━━━ SOURCE DATA
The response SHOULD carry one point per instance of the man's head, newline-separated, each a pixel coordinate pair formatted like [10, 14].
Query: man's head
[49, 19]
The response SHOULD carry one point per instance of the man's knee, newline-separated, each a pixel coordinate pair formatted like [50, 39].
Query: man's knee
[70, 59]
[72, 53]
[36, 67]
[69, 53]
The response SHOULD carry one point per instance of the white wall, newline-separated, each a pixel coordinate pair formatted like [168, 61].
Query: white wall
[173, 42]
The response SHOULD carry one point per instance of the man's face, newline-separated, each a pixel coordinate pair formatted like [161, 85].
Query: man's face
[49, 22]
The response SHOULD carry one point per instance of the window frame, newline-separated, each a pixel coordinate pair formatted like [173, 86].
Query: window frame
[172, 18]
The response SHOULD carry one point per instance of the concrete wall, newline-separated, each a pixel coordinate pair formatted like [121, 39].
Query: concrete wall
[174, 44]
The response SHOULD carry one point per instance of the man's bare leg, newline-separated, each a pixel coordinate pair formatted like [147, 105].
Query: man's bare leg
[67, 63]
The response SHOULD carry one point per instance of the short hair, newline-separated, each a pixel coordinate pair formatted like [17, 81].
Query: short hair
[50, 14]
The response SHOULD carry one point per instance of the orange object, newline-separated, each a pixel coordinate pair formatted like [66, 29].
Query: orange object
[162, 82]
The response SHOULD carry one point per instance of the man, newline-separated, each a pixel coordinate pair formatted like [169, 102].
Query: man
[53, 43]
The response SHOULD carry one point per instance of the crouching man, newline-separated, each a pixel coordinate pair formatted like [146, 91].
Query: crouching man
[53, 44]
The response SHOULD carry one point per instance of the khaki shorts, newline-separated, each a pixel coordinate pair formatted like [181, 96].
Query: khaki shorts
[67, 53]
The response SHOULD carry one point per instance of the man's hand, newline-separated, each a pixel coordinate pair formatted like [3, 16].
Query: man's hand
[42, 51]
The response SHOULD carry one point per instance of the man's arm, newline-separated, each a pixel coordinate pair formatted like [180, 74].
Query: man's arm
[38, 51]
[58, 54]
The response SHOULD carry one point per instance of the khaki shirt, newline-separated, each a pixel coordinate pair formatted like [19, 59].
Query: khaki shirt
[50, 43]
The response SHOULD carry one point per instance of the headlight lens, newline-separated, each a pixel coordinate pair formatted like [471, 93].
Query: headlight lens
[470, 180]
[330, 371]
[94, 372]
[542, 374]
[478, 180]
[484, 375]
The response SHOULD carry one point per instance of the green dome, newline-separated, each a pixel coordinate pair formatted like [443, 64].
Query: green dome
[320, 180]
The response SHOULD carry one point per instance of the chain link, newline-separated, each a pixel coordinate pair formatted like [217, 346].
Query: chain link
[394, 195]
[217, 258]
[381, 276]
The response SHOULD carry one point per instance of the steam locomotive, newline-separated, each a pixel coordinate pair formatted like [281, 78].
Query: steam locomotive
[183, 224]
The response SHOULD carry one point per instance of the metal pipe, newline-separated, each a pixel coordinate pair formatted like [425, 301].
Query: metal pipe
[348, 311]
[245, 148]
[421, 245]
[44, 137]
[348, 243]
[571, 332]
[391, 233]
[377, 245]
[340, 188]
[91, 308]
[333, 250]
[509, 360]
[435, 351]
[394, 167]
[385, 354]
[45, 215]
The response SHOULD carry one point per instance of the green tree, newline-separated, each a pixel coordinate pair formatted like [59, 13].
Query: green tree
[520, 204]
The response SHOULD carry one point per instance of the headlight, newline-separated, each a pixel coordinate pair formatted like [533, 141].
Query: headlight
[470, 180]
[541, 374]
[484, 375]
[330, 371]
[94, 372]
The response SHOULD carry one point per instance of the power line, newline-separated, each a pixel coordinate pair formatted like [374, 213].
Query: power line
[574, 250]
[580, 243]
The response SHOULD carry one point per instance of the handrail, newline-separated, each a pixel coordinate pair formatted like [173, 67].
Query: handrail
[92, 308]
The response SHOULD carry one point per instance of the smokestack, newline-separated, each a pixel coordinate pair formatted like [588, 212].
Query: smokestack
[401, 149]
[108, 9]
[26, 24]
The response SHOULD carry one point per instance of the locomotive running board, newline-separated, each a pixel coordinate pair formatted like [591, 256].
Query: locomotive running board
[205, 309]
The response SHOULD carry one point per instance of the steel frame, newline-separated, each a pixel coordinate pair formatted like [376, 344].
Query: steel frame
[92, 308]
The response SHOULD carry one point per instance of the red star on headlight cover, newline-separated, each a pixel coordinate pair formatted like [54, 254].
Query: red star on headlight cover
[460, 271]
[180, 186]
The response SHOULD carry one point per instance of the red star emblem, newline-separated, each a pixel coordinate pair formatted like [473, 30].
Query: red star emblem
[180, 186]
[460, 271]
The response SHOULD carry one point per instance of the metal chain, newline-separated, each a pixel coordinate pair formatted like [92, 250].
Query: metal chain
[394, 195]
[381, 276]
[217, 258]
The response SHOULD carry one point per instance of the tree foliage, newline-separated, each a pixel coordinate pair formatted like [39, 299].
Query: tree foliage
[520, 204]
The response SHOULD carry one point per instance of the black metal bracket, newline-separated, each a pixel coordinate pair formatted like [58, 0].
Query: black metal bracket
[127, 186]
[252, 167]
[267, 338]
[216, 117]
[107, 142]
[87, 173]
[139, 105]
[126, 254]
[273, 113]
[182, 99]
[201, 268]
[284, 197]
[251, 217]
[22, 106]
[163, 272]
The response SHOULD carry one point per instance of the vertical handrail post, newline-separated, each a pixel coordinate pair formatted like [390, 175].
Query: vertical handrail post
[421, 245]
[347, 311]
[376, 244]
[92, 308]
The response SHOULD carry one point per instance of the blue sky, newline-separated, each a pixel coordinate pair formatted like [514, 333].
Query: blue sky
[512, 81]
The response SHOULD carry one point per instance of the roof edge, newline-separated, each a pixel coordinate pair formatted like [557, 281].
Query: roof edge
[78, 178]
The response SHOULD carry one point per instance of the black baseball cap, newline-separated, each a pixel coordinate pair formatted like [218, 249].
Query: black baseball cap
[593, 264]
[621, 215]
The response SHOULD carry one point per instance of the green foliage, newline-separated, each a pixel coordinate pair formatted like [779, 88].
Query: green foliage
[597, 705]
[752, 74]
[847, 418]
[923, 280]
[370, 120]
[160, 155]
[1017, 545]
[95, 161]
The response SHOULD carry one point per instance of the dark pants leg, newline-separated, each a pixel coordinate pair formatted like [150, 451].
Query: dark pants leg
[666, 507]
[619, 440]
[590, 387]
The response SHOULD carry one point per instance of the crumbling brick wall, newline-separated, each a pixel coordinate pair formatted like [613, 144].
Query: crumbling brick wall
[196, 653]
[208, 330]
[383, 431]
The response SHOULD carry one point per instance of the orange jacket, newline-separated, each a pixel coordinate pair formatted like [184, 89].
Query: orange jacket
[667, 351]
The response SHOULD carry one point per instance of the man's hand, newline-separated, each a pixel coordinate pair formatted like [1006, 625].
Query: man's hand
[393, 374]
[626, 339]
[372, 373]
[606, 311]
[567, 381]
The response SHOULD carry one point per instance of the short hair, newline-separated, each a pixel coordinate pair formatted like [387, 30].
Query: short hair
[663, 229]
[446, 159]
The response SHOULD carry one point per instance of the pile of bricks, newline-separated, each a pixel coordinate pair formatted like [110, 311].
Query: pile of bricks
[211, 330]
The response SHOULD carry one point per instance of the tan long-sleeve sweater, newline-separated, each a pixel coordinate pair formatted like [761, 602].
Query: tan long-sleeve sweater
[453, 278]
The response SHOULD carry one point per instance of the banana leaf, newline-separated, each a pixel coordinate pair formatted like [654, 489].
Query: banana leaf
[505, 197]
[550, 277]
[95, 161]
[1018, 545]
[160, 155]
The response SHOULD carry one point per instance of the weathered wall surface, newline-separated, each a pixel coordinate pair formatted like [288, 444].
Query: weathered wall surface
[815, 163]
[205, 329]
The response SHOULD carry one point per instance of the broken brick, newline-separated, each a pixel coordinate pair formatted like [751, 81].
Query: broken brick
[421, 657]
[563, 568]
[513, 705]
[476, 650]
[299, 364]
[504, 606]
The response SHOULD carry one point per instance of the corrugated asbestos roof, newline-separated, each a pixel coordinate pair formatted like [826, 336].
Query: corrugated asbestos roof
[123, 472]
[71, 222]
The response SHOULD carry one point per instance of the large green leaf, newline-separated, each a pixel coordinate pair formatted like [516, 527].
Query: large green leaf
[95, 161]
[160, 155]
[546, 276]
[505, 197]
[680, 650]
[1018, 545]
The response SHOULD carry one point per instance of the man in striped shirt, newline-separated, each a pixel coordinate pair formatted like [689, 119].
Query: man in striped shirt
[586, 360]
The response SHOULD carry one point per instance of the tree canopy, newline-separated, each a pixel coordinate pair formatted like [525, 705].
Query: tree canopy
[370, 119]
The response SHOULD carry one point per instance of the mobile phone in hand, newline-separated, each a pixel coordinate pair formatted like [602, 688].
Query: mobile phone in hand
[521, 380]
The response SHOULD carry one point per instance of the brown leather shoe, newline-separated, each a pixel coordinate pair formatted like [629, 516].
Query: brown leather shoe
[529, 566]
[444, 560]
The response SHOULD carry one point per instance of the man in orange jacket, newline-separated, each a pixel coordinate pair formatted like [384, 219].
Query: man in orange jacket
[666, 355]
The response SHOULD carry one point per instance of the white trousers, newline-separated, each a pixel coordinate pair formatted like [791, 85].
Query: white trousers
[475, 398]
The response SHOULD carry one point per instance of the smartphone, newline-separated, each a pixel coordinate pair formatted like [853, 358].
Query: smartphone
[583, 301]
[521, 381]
━━━━━━
» TASK BRIEF: In the entries above, the lines between the one holding "Query: dark pants leg" and the one holding "The response SHOULD carry one point per instance of the broken", inclusive, are to be printed exactly as written, and those alone.

» ANSWER TO THE PROBLEM:
Query: dark pants leg
[666, 507]
[619, 440]
[590, 387]
The response SHOULD carry one point per instance of the crumbling brick wall, newline-separated, each a pixel coordinate pair formatted like [613, 144].
Query: crumbling brick wall
[196, 653]
[208, 330]
[383, 431]
The response SHOULD carry one point per instance of the orange jacket, newline-separated, each a pixel coordinate pair formatted like [184, 89].
Query: orange jacket
[667, 351]
The response SHOULD carry one point per instance of the man's hand, newline-separated, each a pixel coordinate pair formatted like [1006, 625].
Query: man's hand
[393, 374]
[626, 339]
[372, 373]
[606, 311]
[567, 381]
The response SHOULD carry one point per instance of the short hair, newline-separated, each a pixel coordinate pair formatted like [387, 30].
Query: short hair
[663, 229]
[446, 159]
The response SHOULD carry one point per instance of the pile of bricks, newline-separated, each a pixel coordinate pair formatted like [110, 311].
Query: pile of bricks
[211, 330]
The response SHOULD carry one point per instance of the tan long-sleeve sweater, newline-separated, each a pixel coordinate pair formatted like [761, 602].
Query: tan long-sleeve sweater
[453, 278]
The response SHOULD carry one point per instance of the banana leaf, newline-separated, each a pixel coordinate pair formatted like [654, 489].
Query: banana leaf
[505, 197]
[550, 277]
[95, 161]
[1018, 545]
[160, 155]
The response SHOULD carry one point per instance of the weathered wall surface, newline-separated, each a pixel coordinate pair formatted like [288, 444].
Query: weathered wall surface
[815, 163]
[205, 329]
The response SHOULD carry one point per instance of the broken brick, newline-separated, each a pixel coordinate pair formatted like [751, 81].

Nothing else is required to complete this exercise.